◆ THE PROBLEM
Revise the data from the line containing "Q: Point out each instance of the pink" through the end, replacing "backpack strap" with "shoulder strap" and leaving everything else as it stands. Give back only that stretch.

Coordinate annotation data:
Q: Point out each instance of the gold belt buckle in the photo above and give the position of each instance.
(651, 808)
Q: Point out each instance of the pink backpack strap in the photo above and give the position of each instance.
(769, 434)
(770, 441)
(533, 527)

◆ SOLUTION FOR THIS PROBLEM
Q: Point out each instance of the pink shoulder strap in the photo above and give the position of each instance.
(769, 434)
(770, 441)
(533, 527)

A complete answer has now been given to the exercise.